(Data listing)
────────────────────
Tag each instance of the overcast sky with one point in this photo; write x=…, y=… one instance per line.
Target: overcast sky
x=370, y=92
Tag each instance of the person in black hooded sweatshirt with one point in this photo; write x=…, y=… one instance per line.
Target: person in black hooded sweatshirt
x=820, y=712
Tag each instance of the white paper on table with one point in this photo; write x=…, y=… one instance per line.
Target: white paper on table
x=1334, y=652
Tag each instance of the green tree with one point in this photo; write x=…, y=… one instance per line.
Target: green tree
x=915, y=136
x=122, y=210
────────────────────
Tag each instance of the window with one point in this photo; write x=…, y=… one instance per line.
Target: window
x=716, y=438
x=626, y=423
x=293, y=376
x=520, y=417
────────────────────
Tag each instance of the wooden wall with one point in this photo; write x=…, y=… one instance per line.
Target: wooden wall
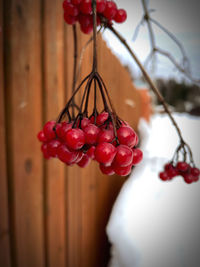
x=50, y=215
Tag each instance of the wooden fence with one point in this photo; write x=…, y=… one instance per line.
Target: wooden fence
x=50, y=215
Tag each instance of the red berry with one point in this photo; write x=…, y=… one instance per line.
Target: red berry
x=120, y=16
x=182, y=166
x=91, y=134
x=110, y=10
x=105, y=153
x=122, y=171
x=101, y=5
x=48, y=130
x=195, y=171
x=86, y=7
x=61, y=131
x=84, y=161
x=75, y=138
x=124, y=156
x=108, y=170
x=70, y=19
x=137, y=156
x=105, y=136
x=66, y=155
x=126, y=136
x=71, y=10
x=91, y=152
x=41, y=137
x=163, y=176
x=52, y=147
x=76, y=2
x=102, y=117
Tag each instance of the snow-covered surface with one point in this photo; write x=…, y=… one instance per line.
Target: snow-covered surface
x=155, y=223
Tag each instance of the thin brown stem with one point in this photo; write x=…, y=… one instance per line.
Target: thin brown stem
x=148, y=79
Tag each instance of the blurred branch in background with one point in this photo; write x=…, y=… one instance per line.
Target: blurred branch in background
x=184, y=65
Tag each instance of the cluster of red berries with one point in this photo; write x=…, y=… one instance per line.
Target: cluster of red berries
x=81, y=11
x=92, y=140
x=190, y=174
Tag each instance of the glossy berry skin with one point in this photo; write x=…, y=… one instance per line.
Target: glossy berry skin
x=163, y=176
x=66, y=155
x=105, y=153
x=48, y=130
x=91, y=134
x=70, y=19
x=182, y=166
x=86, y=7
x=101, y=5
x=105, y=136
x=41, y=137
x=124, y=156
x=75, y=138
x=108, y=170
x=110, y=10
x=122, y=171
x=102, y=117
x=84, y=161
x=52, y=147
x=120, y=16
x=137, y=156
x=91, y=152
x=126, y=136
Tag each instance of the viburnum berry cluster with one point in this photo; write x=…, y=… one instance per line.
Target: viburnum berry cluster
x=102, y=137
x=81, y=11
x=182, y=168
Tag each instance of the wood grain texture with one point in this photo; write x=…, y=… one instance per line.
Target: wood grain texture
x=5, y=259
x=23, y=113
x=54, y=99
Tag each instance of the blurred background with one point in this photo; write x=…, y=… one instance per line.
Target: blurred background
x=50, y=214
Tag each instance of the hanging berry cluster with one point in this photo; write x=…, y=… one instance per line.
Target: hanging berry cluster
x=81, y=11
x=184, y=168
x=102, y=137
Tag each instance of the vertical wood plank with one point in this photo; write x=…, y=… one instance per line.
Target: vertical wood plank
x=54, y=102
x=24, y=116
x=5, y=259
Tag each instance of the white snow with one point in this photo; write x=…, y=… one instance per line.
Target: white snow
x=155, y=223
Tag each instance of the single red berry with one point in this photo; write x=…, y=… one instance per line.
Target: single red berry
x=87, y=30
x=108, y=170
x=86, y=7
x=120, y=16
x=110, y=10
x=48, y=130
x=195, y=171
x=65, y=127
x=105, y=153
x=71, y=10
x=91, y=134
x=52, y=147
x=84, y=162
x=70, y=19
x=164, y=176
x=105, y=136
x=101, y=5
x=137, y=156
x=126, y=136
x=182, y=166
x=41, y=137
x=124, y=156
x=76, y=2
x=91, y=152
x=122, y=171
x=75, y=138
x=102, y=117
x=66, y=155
────────────────────
Output the lines of the records exactly as they appear, from the line with "Tag each instance of the overcast" to the line with "x=122, y=210", including both of those lines.

Tag each instance of the overcast sky with one point in this photo; write x=…, y=… one instance per line.
Target: overcast sky
x=370, y=92
Tag each instance of the person in black hooded sweatshirt with one point in this photo; write x=…, y=… one instance per line.
Target: person in black hooded sweatshirt
x=820, y=712
Tag each instance of the white paper on table with one point in this photo; write x=…, y=… one instance per line.
Target: white paper on table
x=1334, y=652
Tag each instance of the green tree with one point in this photo; write x=…, y=… one instance per line.
Target: green tree
x=915, y=136
x=122, y=210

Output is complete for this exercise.